WHAT THE EXERCISE ASKS: Pictures stay out of this copy, which runs from the first line of the material through the line containing "x=222, y=46".

LISTED ENTRIES:
☆ ☆ ☆
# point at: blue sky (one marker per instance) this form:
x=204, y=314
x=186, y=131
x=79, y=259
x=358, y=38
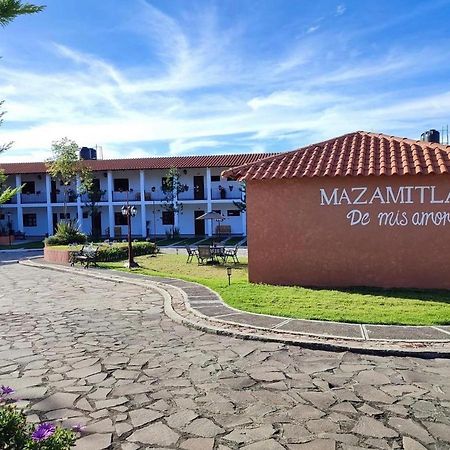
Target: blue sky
x=179, y=77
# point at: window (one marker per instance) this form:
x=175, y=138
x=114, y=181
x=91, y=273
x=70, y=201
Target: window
x=120, y=219
x=29, y=188
x=121, y=185
x=29, y=220
x=165, y=184
x=168, y=218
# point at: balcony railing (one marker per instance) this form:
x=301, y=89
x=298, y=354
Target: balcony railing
x=123, y=196
x=12, y=200
x=33, y=198
x=226, y=194
x=85, y=198
x=191, y=195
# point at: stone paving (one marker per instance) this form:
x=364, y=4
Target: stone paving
x=102, y=353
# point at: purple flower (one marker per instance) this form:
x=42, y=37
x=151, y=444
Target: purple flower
x=6, y=390
x=78, y=428
x=43, y=431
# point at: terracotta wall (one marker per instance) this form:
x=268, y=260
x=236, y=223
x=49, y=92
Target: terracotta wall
x=293, y=240
x=57, y=256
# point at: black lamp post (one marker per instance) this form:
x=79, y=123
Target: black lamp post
x=229, y=275
x=129, y=212
x=154, y=220
x=9, y=227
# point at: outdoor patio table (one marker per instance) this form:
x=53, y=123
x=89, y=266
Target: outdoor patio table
x=218, y=252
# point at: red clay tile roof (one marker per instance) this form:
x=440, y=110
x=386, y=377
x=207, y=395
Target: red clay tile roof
x=182, y=162
x=354, y=154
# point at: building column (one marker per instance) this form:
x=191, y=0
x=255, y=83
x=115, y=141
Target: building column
x=208, y=201
x=48, y=190
x=110, y=205
x=79, y=207
x=244, y=222
x=19, y=204
x=143, y=208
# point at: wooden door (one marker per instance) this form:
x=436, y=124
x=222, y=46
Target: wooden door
x=199, y=188
x=199, y=225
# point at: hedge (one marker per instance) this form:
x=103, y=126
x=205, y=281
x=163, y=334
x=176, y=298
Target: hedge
x=113, y=253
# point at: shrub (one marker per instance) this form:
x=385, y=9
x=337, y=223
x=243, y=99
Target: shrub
x=120, y=252
x=67, y=232
x=17, y=434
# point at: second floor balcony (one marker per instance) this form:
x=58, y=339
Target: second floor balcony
x=38, y=197
x=226, y=194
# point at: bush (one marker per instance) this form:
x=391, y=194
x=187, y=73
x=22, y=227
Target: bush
x=67, y=232
x=120, y=252
x=17, y=434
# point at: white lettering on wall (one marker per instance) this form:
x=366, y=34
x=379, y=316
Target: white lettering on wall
x=402, y=195
x=387, y=195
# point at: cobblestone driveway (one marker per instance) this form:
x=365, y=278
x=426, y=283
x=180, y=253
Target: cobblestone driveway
x=103, y=354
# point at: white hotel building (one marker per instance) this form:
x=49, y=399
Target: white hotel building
x=39, y=207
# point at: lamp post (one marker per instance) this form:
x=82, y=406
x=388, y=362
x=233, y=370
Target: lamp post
x=129, y=212
x=229, y=275
x=9, y=227
x=154, y=219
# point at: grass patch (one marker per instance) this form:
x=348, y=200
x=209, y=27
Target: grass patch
x=234, y=240
x=27, y=245
x=362, y=305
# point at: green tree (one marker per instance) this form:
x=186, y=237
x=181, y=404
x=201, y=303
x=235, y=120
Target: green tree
x=65, y=166
x=93, y=195
x=171, y=188
x=10, y=10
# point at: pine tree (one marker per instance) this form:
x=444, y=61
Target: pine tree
x=10, y=10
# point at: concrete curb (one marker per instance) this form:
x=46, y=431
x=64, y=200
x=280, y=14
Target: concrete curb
x=173, y=308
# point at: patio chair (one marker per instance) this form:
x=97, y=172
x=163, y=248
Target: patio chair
x=204, y=254
x=191, y=253
x=232, y=253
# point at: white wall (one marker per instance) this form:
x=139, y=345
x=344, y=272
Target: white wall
x=41, y=219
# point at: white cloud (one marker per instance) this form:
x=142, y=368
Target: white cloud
x=312, y=29
x=200, y=94
x=340, y=9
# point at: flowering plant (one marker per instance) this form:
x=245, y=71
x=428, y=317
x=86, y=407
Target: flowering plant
x=17, y=434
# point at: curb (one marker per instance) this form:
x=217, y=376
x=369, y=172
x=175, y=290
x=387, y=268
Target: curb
x=204, y=324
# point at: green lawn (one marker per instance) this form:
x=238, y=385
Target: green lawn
x=365, y=305
x=17, y=245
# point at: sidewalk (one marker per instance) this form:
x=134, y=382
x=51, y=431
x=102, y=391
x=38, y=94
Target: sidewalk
x=197, y=306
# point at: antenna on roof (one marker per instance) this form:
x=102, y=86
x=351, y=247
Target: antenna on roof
x=99, y=149
x=444, y=135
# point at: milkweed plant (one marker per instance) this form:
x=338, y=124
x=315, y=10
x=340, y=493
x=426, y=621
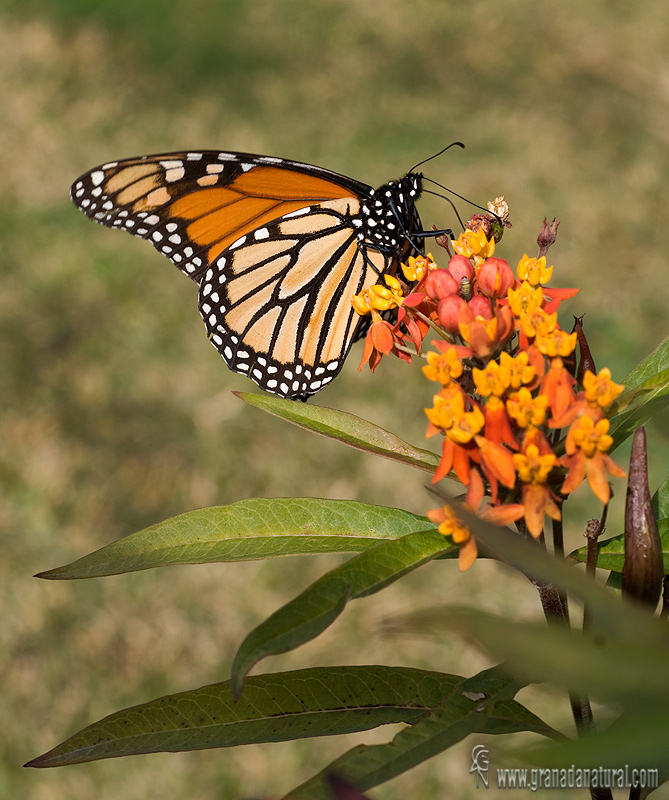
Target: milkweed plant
x=521, y=417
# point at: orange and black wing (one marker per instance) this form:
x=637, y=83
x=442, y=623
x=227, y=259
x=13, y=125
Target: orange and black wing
x=274, y=245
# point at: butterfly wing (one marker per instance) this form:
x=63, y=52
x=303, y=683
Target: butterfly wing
x=274, y=245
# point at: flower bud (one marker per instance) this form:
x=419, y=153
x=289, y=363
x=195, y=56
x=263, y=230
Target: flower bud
x=480, y=307
x=447, y=310
x=643, y=570
x=495, y=278
x=439, y=284
x=460, y=267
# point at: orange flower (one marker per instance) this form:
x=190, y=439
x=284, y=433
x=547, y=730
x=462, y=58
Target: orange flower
x=525, y=409
x=417, y=267
x=519, y=369
x=558, y=386
x=534, y=270
x=380, y=341
x=459, y=426
x=556, y=343
x=533, y=470
x=586, y=446
x=495, y=278
x=492, y=380
x=537, y=323
x=525, y=299
x=497, y=463
x=599, y=389
x=474, y=244
x=378, y=297
x=443, y=367
x=450, y=525
x=497, y=423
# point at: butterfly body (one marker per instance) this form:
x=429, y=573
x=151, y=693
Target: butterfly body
x=278, y=249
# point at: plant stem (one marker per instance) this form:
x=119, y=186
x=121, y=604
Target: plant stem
x=556, y=612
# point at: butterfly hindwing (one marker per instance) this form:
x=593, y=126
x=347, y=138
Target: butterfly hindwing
x=277, y=247
x=277, y=306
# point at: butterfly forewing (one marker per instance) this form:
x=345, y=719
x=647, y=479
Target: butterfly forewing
x=277, y=247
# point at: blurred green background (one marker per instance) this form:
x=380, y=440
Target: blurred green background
☆ ☆ ☆
RESPONSE BOX:
# point at: blue sky (one marker per instance) this form:
x=204, y=314
x=186, y=131
x=79, y=259
x=358, y=38
Target: blue sky
x=179, y=77
# point at: window (one marker per instance) this form:
x=175, y=138
x=114, y=181
x=91, y=273
x=70, y=201
Target: window
x=120, y=219
x=29, y=188
x=121, y=185
x=29, y=220
x=165, y=184
x=168, y=218
# point at: balcony railing (one marker per instance) this form:
x=301, y=89
x=298, y=354
Target: balcony railing
x=123, y=196
x=12, y=200
x=33, y=198
x=226, y=194
x=85, y=198
x=191, y=195
# point at: stone paving (one marker per instance) this form:
x=364, y=4
Target: stone paving
x=102, y=353
# point at: purple flower (one marker per instance) this form:
x=42, y=37
x=151, y=444
Target: purple flower
x=6, y=390
x=78, y=428
x=43, y=431
# point at: terracotta wall (one marker per instance) this form:
x=268, y=260
x=236, y=223
x=49, y=92
Target: terracotta wall
x=293, y=240
x=57, y=256
# point at: black lamp post (one marker per instance) this form:
x=79, y=123
Target: black lamp post
x=229, y=275
x=129, y=212
x=154, y=220
x=9, y=227
# point at: outdoor patio table (one marker per instance) this form:
x=53, y=123
x=89, y=266
Target: outdoor patio table
x=218, y=252
# point at: red clay tile roof (one marker per instance) this form:
x=440, y=110
x=386, y=377
x=207, y=395
Target: red clay tile roof
x=182, y=162
x=354, y=154
# point at: building column (one marker per instance) this form:
x=191, y=0
x=255, y=83
x=115, y=141
Target: building column
x=208, y=201
x=48, y=190
x=110, y=205
x=79, y=207
x=244, y=222
x=19, y=204
x=143, y=208
# point at: wooden door (one marker per instance) this form:
x=436, y=124
x=222, y=46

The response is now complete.